## Your task
Output the lines below as a numbered list, omitting any blank lines.

··· Data section

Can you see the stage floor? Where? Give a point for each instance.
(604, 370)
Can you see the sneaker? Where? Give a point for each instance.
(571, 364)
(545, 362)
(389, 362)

······

## Response to this task
1. Can you see the stage floor? Where? Give a point for each instance.
2. (604, 370)
3. Can you see the sneaker? Where? Give a point for each instance.
4. (571, 364)
5. (545, 362)
6. (389, 362)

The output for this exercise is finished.